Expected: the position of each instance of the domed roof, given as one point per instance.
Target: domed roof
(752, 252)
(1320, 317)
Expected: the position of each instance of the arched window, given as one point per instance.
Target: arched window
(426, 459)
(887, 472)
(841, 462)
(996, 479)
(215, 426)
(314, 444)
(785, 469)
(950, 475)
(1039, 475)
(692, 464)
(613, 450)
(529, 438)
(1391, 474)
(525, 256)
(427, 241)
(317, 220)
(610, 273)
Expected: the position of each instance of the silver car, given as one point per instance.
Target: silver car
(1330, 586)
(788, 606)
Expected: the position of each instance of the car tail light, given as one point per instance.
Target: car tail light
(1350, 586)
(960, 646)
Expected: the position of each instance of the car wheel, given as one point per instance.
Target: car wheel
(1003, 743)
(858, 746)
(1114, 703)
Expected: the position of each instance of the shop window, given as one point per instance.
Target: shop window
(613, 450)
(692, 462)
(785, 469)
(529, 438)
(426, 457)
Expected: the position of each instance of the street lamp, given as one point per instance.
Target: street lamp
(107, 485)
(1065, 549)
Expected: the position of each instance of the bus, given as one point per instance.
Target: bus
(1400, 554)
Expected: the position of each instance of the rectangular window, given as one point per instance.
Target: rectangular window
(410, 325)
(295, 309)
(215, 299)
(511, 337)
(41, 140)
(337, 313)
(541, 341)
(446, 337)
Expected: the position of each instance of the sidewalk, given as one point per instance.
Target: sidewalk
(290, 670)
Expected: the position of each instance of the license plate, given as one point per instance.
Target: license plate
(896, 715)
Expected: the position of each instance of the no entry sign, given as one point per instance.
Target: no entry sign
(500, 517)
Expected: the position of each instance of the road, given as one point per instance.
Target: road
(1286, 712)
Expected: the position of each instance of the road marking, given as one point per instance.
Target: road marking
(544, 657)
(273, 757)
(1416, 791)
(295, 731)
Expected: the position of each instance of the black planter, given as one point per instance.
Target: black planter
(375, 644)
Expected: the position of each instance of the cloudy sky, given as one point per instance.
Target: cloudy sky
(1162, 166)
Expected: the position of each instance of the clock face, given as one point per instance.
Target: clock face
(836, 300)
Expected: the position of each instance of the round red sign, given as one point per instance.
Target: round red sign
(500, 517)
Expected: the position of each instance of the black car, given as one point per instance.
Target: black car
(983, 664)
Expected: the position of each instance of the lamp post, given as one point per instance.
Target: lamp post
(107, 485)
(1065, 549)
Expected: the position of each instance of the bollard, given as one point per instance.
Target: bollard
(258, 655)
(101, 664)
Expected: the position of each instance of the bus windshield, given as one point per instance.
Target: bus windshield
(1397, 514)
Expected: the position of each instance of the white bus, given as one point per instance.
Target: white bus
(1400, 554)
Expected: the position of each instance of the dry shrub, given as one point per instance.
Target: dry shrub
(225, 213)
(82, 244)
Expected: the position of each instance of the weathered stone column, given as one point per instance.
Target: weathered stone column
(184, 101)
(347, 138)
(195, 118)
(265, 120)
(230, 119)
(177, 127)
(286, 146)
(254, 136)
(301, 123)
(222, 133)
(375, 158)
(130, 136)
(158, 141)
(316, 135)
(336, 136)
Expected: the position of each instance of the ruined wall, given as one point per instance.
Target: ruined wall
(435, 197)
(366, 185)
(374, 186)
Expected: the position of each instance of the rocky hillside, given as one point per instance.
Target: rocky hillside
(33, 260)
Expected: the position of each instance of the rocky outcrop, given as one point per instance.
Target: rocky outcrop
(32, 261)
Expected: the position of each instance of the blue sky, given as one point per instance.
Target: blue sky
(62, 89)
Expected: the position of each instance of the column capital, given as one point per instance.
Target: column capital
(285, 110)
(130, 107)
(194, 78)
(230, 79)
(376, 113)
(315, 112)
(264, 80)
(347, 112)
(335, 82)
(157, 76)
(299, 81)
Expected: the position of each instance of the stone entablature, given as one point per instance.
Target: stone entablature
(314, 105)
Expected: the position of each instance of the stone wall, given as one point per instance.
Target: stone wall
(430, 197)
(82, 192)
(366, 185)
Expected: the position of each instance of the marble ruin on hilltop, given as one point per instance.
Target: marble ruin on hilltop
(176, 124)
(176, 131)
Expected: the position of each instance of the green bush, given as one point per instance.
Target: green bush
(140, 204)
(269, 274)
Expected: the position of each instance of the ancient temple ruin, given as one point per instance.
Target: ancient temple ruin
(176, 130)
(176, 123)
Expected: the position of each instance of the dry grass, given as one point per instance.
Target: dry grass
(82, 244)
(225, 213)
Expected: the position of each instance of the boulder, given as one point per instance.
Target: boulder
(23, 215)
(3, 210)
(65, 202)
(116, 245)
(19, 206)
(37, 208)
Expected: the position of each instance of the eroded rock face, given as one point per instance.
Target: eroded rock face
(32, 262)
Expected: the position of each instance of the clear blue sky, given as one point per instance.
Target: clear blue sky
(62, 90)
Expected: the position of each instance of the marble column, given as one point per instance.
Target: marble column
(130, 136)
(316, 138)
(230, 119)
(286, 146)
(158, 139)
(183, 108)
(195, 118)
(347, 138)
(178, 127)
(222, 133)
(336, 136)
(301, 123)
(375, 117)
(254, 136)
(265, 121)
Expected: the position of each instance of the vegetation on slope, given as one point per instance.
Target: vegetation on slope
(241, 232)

## GIVEN TASK
Can you recast the listing above as a two-column CSV with the headers "request" and "points", giving one row per request with its text and its answer? Put each in a single quoted field, with line breaks replaced by spaces, and cover the whole listing.

## RESPONSE BELOW
request,points
"Expected: the position of each instance of the domed roof, given as one point per instance. Target: domed roof","(752, 252) (1320, 317)"
"Expected: the position of each instance of the arched window, given as one point per instance. Target: arched window","(426, 459) (887, 472) (841, 462) (996, 479) (215, 426) (314, 444) (785, 469) (950, 475) (1039, 475) (692, 464) (613, 450) (529, 438) (1391, 474) (525, 256) (427, 241) (317, 220) (610, 273)"
"Expected: the position of each instance of the silver car, given as one point per instance. Target: silver car","(1330, 586) (788, 606)"
"Expected: the position of each instance of the car tail light, given as one point per instance. Target: car tail light","(1350, 586) (960, 646)"
"Expected: the position of each instance of the car wheel, given as one point per instance. Target: car wheel","(1003, 743) (858, 746) (1114, 703)"
"Expected: the position of each instance of the shop window, given as one point per instance. Target: shop window","(613, 450) (692, 462) (785, 469) (529, 438) (426, 457)"
"Expected: the position of each instance of the street lamp, given as one point per instance. Target: street lamp","(107, 485) (1065, 549)"
"Expected: the position of each instance of the bus, given as one point per instance. Target: bus","(1400, 554)"
"Expected: the position of each instance of the rectangular window, given as one point per instance. Target: rectangular window","(410, 325) (295, 309) (215, 299) (511, 337) (41, 140) (337, 313) (541, 341) (446, 337)"
"Expected: the position of each instance of the sidewalk, given as one point per instance. Target: sidewalk","(290, 670)"
"Expected: the position of each instance of the license plate, given as one point per instance. Target: license plate","(896, 715)"
"Expected: the position of each instance of the no entry sign, given as one point per instance. Target: no entry sign","(500, 517)"
"Expected: the position of each instance of the road, given as one point per instance. Target: road","(1286, 712)"
"Expected: the position of each instance of the road marking, given as one point per instance. Target: road marking","(544, 657) (273, 757) (1416, 791) (295, 731)"
"Expected: the position of each instance of the black planter, given as one point per instance. Target: black planter","(375, 644)"
"Expected: the position of each instance of the cloudy sky, given as one point per instance. Target: cloudy sky","(1162, 166)"
"Expected: the position of each instance of the clock face, given as one point per instance. Target: clock face","(836, 300)"
"Expected: the position of each instance of the round red sign, given as one point per instance. Target: round red sign","(500, 517)"
"Expected: the position of each instance of the black car, given as one point per instance. Target: black car","(983, 664)"
"Expected: the position of each instance of the lamp post, given as one point per instance. Target: lamp post","(107, 485) (1065, 549)"
"Expected: the position of each instance of the bollard, given as one point per instance. Target: bollard","(258, 655) (101, 664)"
"Expected: the position of each instance of the bus windshield, given as one point per instance. Target: bus windshield","(1397, 514)"
"Expected: the position of each instance of the white bus, given as one point per instance. Target: white bus","(1400, 554)"
"Expected: the position of each instance of the dry shrub, given as one point per instance. Target: dry shrub","(225, 213) (82, 244)"
"Expected: the position of each instance of the weathered stone column, given as one point per instance. Target: weathered stone column","(184, 101) (347, 138) (195, 118) (265, 120) (230, 119) (177, 127) (286, 146) (254, 136) (301, 123) (222, 133) (375, 158) (130, 136) (158, 141) (316, 135) (336, 136)"
"Expected: the position of each instance of the ruined wall, given as one point per instance. Target: ruined wall","(435, 197) (366, 185) (374, 186)"
"Expected: the position of each instance of the rocky hillside, given as one point per instance. Target: rocky hillside","(33, 260)"
"Expected: the position of each instance of the rocky outcrop, given as one point per instance. Target: rocky outcrop","(32, 261)"
"Expected: the position of each instance of the blue sky, given as one point per instance. Target: blue sky","(62, 89)"
"Expected: the position of each instance of the column capital, given as one point per instance. Target: column capital","(285, 110) (130, 107) (194, 78) (230, 79) (376, 113) (315, 112) (264, 80) (347, 112) (335, 82) (157, 76) (299, 81)"
"Expected: the position of each instance of the stone entablature, given as one point per instance. Target: stone entablature","(314, 105)"
"Expected: the position of each instance of the stone wall, given as one point per instance. Target: stone wall","(430, 197) (82, 192) (366, 185)"
"Expected: the position of each instance of the marble ruin on hilltop, given as one point per instance. Target: marble ruin on hilltop","(176, 124) (176, 131)"
"Expected: the position of each instance of the green bush, given as one point per instance. Target: green bush","(140, 204) (269, 274)"
"Expected: the position of each instance of the ancient temple ruin, given as one point per instance. Target: ancient temple ruin","(176, 130) (176, 123)"
"Expected: the position of each instance of the dry grass, given as one point per instance. Target: dry grass","(82, 244) (225, 213)"
"Expected: the position of each instance of the boulder, given as one point per instance. Target: boulder","(23, 215) (3, 210) (65, 202) (116, 245) (19, 206) (37, 208)"
"Expected: the position of each instance of the eroded rock face, given as one point per instance. Target: eroded rock face","(32, 262)"
"Expected: the position of each instance of the clear blue sky, given as one point per instance. Target: clear blue sky","(62, 90)"
"Expected: the position of each instance of the marble column, given as one point per instance. Target: marble column","(130, 136) (316, 138) (230, 119) (286, 146) (158, 139) (183, 108) (195, 118) (347, 138) (178, 127) (222, 133) (336, 136) (301, 123) (375, 117) (254, 136) (265, 121)"
"Expected: the position of each instance of the vegetation on slope, given as one point per instance. Target: vegetation on slope","(241, 232)"